ISTRUZIONI DI LAVORO:
A. Rispondi alle seguenti domande basandoti sull'estratto sulla mutilazione dei genitali femminili.
(i) Da quale anno in Svezia è sanzionata penalmente qualsiasi forma di mutilazione dei genitali femminili?
(ii) In quale città sono stati adottati la Dichiarazione e il Programma di azione della quarta Conferenza mondiale delle Nazioni Unite sulle donne?
(iii) Quale comma della previsione in commento sanziona penalmente il cagionare una mutilazione di organi genitali femminili?
B. Trascrivi parola per parola la parte dell'estratto sulla mutilazione dei genitali femminili che si apre con le parole "Il comma 1 della" e si chiude con "terapeutico-curative della vittima.".

ESTRATTO DEL TESTO:
Il reato negli altri Paesi europei

L’opportunità di tale intervento legislativo è, altresì, evidenziata dal fatto che già altri Paesi europei hanno provveduto ad introdurre fattispecie ad hoc (ad esempio, in Svezia, sin dal 1983, è sanzionata penalmente qualsiasi forma di mutilazione dei genitali femminili, pur se solo con un massimo di due anni di reclusione, ma con una pena maggiore se dalla mutilazione deriva pericolo di morte; in Gran Bretagna, sin dal 1985, costituisce reato, fra l’altro, «tagliare, infibulare o in qualsiasi modo mutilare le grandi e piccole labbra in tutto o in parte e la clitoride»). Il ripudio di tali inammissibili aggressioni dell’integrità fisica è, peraltro, ricavabile, in modo più o meno chiaro e cogente, dalle previsioni normative di numerose dichiarazioni, patti e convenzioni internazionali, ratificati in Italia, fra le quali la Dichiarazione universale dei diritti umani (1948), la Convenzione sull’eliminazione di tutte le forme di discriminazione razziale (1969), la Convenzione contro la tortura (1984), la Convenzione contro ogni forma di discriminazione contro le donne (1979, nota con l’acronimo «Cedaw»), cui vanno aggiunti la Dichiarazione ed il Programma di azione adottati a Pechino il 15-9-1995 nella quarta Conferenza mondiale delle Nazioni Unite sulle donne, nonché, a livello di legislazione «interna», gli artt. 2, 3 e 32 della Costituzione, alla cui attuazione è «consacrata» la L. 7/2006. Tale provvedimento è, altresì, in linea con quanto affermato dal Parlamento europeo nel settembre 2001, considerando le mutilazioni genitali come «gravissima lesione della salute fisica, mentale e riproduttiva delle donne e delle bambine», ed invitando gli Stati membri a considerarle come «reato all’integrità della persona».

Struttura oggettiva e soggettiva della fattispecie ex comma 1

Il comma 1 della previsione in commento sanziona penalmente il cagionare una mutilazione di organi genitali femminili, specificando (per vero pleonasticamente) che la condotta rileva penalmente solo ove non trovi giustificazione in esigenze terapeutico-curative della vittima.

Voci del dataset:
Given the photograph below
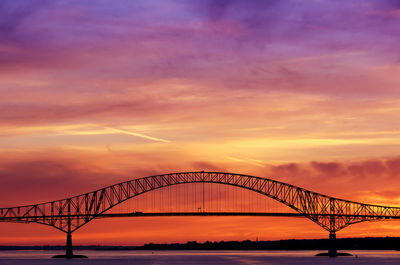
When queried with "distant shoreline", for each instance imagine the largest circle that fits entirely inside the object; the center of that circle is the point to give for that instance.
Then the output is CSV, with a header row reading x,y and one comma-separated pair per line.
x,y
367,243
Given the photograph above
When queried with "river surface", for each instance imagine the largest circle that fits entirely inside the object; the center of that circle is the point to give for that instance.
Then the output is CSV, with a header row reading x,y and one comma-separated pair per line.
x,y
199,257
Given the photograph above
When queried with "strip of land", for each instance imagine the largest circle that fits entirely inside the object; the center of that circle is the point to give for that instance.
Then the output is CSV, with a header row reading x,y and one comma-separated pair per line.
x,y
368,243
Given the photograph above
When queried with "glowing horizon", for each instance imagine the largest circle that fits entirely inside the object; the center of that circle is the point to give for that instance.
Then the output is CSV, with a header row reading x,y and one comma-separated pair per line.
x,y
305,92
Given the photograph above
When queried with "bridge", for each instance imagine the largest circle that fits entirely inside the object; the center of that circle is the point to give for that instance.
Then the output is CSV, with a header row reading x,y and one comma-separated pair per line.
x,y
70,214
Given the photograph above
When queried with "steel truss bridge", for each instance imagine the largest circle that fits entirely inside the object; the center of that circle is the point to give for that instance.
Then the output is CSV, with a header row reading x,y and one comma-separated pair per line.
x,y
70,214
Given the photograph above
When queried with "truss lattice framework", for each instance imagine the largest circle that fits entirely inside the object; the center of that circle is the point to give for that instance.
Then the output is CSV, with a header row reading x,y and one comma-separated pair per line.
x,y
72,213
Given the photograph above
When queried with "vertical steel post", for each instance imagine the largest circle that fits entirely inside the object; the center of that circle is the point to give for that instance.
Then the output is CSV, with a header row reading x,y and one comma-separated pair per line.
x,y
332,252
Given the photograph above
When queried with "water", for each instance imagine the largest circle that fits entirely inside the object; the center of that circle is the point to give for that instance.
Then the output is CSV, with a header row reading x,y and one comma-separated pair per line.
x,y
199,257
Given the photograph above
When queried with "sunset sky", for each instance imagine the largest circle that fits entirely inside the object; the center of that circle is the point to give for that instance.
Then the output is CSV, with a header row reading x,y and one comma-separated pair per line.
x,y
95,93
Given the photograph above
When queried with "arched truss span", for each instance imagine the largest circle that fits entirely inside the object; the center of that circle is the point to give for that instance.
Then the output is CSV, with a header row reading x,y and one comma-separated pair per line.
x,y
72,213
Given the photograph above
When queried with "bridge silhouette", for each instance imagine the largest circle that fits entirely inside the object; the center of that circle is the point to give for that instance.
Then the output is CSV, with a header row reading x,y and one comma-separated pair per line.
x,y
70,214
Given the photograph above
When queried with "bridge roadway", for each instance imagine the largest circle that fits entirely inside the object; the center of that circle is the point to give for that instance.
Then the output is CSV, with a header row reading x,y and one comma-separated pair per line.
x,y
183,214
70,214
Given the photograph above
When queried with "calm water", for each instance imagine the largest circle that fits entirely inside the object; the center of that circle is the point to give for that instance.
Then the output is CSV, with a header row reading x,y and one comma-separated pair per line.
x,y
200,257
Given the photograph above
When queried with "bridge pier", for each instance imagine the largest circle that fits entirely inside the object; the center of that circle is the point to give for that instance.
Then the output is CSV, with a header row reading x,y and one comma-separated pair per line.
x,y
332,251
68,250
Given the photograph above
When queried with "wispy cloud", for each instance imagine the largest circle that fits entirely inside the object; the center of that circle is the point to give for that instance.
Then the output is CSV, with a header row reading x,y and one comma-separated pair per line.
x,y
137,134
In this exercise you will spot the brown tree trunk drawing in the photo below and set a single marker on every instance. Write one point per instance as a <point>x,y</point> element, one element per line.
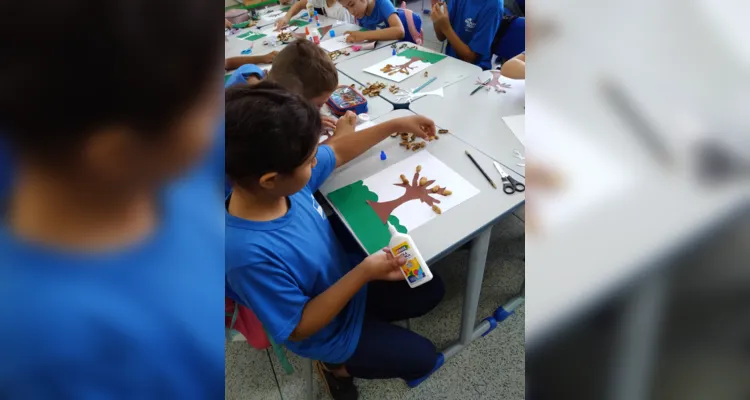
<point>414,191</point>
<point>403,68</point>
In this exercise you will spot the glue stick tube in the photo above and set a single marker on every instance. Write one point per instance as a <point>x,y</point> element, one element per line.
<point>415,269</point>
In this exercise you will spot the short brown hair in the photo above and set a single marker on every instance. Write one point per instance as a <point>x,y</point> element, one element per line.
<point>305,69</point>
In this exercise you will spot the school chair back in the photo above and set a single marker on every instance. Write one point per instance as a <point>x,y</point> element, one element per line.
<point>412,24</point>
<point>240,319</point>
<point>510,39</point>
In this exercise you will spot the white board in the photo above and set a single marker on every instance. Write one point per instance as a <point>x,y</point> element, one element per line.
<point>414,68</point>
<point>415,213</point>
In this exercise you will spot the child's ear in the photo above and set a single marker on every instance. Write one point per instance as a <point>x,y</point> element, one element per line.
<point>268,181</point>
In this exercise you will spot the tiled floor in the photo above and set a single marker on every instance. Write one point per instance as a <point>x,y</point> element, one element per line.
<point>490,368</point>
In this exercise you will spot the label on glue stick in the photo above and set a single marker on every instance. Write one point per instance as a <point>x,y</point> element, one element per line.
<point>412,269</point>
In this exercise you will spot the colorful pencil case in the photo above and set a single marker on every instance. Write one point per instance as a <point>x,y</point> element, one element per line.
<point>346,98</point>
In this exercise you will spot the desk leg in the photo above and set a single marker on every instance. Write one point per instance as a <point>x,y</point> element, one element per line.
<point>477,261</point>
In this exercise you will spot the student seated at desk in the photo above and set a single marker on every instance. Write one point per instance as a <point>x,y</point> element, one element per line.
<point>283,260</point>
<point>109,248</point>
<point>331,8</point>
<point>383,21</point>
<point>470,27</point>
<point>515,68</point>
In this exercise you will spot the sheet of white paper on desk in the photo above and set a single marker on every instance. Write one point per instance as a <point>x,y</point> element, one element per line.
<point>517,125</point>
<point>589,177</point>
<point>414,213</point>
<point>333,44</point>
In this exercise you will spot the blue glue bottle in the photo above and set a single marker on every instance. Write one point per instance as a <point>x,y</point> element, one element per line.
<point>415,269</point>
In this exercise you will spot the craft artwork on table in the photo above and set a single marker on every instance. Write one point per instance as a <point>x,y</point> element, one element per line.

SOLUZIONI PROPOSTE:
A.
(i) Dal 1983.
(ii) A Pechino.
(iii) Il comma 1.

B.
Il comma 1 della previsione in commento sanziona penalmente il cagionare una mutilazione di organi genitali femminili, specificando (per vero pleonasticamente) che la condotta rileva penalmente solo ove non trovi giustificazione in esigenze terapeutico-curative della vittima.